- YOUR GOAL
Please set out the listing below as a numbered list with blank lines omitted, and leave the pictures out of your answer.

Excerpts from a detection dataset:
◇ ◇ ◇
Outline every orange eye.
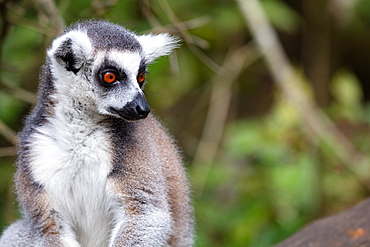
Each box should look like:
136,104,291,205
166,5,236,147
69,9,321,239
103,72,117,84
137,72,145,84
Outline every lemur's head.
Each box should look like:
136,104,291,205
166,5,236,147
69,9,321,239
47,21,177,121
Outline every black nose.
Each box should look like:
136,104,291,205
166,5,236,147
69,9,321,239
109,94,150,121
132,94,150,119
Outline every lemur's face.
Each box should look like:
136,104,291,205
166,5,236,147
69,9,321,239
48,22,176,121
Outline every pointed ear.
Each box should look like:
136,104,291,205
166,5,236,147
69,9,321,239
136,33,179,63
48,31,92,74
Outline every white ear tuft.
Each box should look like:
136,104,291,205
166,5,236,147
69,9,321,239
47,31,93,73
136,33,180,63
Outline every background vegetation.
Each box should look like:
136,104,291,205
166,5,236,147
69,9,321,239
0,0,370,247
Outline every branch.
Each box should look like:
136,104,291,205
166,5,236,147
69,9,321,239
193,45,259,193
237,0,370,188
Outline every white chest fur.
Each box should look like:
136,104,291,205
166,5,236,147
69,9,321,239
31,103,114,246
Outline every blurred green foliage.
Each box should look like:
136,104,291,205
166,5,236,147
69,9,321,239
0,0,370,247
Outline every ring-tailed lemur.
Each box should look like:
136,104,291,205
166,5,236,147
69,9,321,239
0,21,193,247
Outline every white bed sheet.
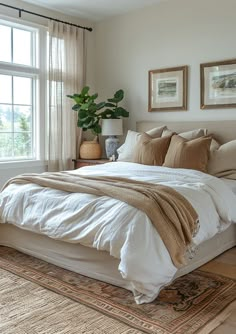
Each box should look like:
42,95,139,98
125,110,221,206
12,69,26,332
0,162,236,303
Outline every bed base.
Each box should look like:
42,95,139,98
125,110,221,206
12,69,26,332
0,224,236,290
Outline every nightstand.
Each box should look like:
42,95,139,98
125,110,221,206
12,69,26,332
72,159,110,169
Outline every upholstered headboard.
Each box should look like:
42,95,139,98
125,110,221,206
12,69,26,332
136,120,236,144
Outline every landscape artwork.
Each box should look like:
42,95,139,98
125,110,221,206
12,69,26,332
200,59,236,109
148,66,188,111
156,78,178,101
209,70,236,98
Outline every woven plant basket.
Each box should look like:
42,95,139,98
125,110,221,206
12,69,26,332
79,140,102,160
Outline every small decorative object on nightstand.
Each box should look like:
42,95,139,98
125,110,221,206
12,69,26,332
72,159,110,169
102,118,123,159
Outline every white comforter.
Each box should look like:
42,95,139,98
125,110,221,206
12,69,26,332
0,162,236,303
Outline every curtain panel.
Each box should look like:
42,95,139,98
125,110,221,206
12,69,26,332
48,21,85,171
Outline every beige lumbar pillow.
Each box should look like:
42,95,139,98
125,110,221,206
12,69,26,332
163,135,211,173
161,129,207,140
133,133,171,166
208,140,236,180
117,125,166,162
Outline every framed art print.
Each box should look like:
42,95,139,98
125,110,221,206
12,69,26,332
200,59,236,109
148,66,188,111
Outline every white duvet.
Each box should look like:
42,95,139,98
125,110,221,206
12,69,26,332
0,162,236,303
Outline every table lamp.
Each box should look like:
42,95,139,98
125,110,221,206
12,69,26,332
102,118,123,160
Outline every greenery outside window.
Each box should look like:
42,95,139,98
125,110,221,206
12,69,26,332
0,20,42,162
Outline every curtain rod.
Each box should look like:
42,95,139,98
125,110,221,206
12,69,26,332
0,2,93,31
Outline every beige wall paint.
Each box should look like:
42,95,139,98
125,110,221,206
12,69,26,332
91,0,236,129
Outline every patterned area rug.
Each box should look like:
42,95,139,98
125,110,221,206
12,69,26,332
0,246,236,334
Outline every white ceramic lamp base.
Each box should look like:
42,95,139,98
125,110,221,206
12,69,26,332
105,136,119,160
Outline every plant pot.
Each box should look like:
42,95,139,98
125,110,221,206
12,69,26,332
79,140,102,160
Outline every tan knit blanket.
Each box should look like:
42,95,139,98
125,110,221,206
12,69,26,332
4,172,198,267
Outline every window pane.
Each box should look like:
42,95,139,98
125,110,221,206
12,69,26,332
13,29,32,66
0,104,12,132
0,74,12,103
14,106,32,132
13,77,32,105
14,132,32,158
0,132,13,160
0,25,11,62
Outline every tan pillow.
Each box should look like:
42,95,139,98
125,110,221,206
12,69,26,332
117,125,166,161
163,135,211,173
133,133,171,166
161,129,207,140
208,140,236,179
◇ ◇ ◇
- WRITTEN ANSWER
1. Outline every orange eye.
2. Each box should look like:
3. 136,104,291,205
4. 166,5,236,147
5. 69,9,321,239
6. 103,72,117,84
7. 137,72,145,84
8. Outline every lemur's head.
9. Each box should look like:
10. 136,104,291,205
11. 166,5,236,147
12. 69,9,321,239
13. 47,21,177,121
14. Outline every black nose.
15. Each box should look like:
16. 136,104,291,205
17. 166,5,236,147
18. 69,9,321,239
19. 109,94,150,121
20. 132,94,150,119
21. Outline every lemur's face.
22. Each box should look like:
23. 136,104,291,205
24. 166,5,236,147
25. 69,9,321,239
26. 48,22,176,121
27. Outline every pointed ear.
28. Each box should look like:
29. 136,104,291,205
30. 166,5,236,147
31. 69,9,321,239
32. 136,33,179,63
33. 48,31,92,74
34. Outline every white ear tuft.
35. Each box should look like:
36. 136,104,291,205
37. 166,5,236,147
38. 69,9,321,239
39. 47,31,93,73
40. 136,33,180,63
41. Outline every background vegetation.
42. Each box should look like:
43. 136,104,291,205
44. 166,5,236,147
45. 69,9,321,239
46. 0,0,370,247
47. Outline every branch.
48. Each box should look like:
49. 136,104,291,205
50. 166,5,236,147
51. 69,9,321,239
52. 193,45,259,193
53. 237,0,370,188
54. Outline every white chest fur.
55. Each box should look like:
56. 136,104,291,205
57. 166,5,236,147
58. 69,9,321,239
59. 31,103,114,246
60. Outline every blurred green foliage.
61. Each box should look like:
62. 136,104,291,205
63. 166,5,236,147
64. 69,9,321,239
65. 0,0,370,247
66. Outline every ring-tailed lemur.
67. Each box should look like:
68. 136,104,291,205
69. 166,5,236,147
70. 69,9,321,239
71. 0,21,193,247
72. Outline every white bed sheet.
73. Each box should look like:
74. 42,95,139,98
75. 125,110,221,206
76. 12,69,26,332
77. 0,162,236,303
78. Outline every bed base.
79. Each box should look like:
80. 42,95,139,98
81. 125,110,221,206
82. 12,69,26,332
83. 0,224,236,290
84. Outline every nightstand.
85. Each box should look like:
86. 42,95,139,98
87. 125,110,221,206
88. 12,69,26,332
89. 72,159,110,169
90. Outline every upholstered headboard.
91. Each box should look like:
92. 42,95,139,98
93. 125,110,221,206
94. 12,69,26,332
95. 136,120,236,144
96. Outline every landscape artwork.
97. Each box should look like:
98. 42,95,139,98
99. 125,110,221,206
100. 12,69,26,332
101. 200,59,236,109
102. 148,66,188,111
103. 156,78,178,101
104. 209,70,236,98
105. Outline every woven plant basket.
106. Each box should look like:
107. 42,95,139,98
108. 125,110,221,206
109. 12,69,26,332
110. 79,140,102,160
111. Outline every small decorative object on nightstand.
112. Each box should look like:
113. 42,95,139,98
114. 125,110,221,206
115. 12,69,26,332
116. 72,159,110,169
117. 102,118,123,159
118. Outline every white comforter.
119. Each box should look like:
120. 42,95,139,98
121. 125,110,221,206
122. 12,69,26,332
123. 0,162,236,303
124. Outline every curtain panel.
125. Each box should look like:
126. 42,95,139,98
127. 125,110,221,206
128. 12,69,26,332
129. 48,21,85,171
130. Outline every beige lumbar pillow.
131. Each box should look like:
132. 42,95,139,98
133. 125,110,221,206
134. 12,69,26,332
135. 163,135,211,173
136. 161,129,207,140
137. 133,133,171,166
138. 208,140,236,180
139. 117,125,166,162
140. Outline every framed art print.
141. Each box should look like:
142. 42,95,139,98
143. 125,110,221,206
144. 12,69,26,332
145. 200,59,236,109
146. 148,66,188,111
147. Outline every white duvet.
148. Each box should look like:
149. 42,95,139,98
150. 125,110,221,206
151. 12,69,26,332
152. 0,162,236,303
153. Outline every table lamp.
154. Each box should look like:
155. 42,95,139,98
156. 125,110,221,206
157. 12,69,26,332
158. 102,118,123,160
159. Outline every greenery outside window.
160. Each box should look like:
161. 42,95,139,98
162. 125,110,221,206
163. 12,69,26,332
164. 0,20,42,162
165. Outline every curtain rod.
166. Each box should look like:
167. 42,95,139,98
168. 125,110,221,206
169. 12,69,26,332
170. 0,2,93,31
171. Outline every beige wall paint.
172. Each box should look like:
173. 42,95,139,98
174. 125,110,221,206
175. 12,69,26,332
176. 91,0,236,129
177. Outline every patterned area rug.
178. Each box should look like:
179. 42,95,139,98
180. 125,110,221,206
181. 12,69,26,332
182. 0,246,236,334
183. Outline every white ceramic lamp base.
184. Each box should look like:
185. 42,95,139,98
186. 125,110,221,206
187. 12,69,26,332
188. 105,136,119,160
189. Outline every plant pot.
190. Each box should look like:
191. 42,95,139,98
192. 125,110,221,206
193. 12,69,26,332
194. 79,140,102,160
195. Outline every tan knit blanket.
196. Each box should look like:
197. 42,95,139,98
198. 125,110,221,206
199. 12,69,26,332
200. 4,172,198,267
201. Outline every window pane.
202. Each box should look like:
203. 42,95,139,98
204. 125,110,221,206
205. 12,69,26,332
206. 13,29,32,66
207. 0,104,12,132
208. 0,74,12,103
209. 14,106,32,132
210. 13,77,32,105
211. 14,132,32,158
212. 0,132,13,160
213. 0,25,11,62
214. Outline every tan pillow.
215. Each box should look like:
216. 42,95,139,98
217. 125,110,221,206
218. 12,69,26,332
219. 117,125,166,161
220. 163,135,211,173
221. 133,133,171,166
222. 161,129,207,140
223. 208,140,236,179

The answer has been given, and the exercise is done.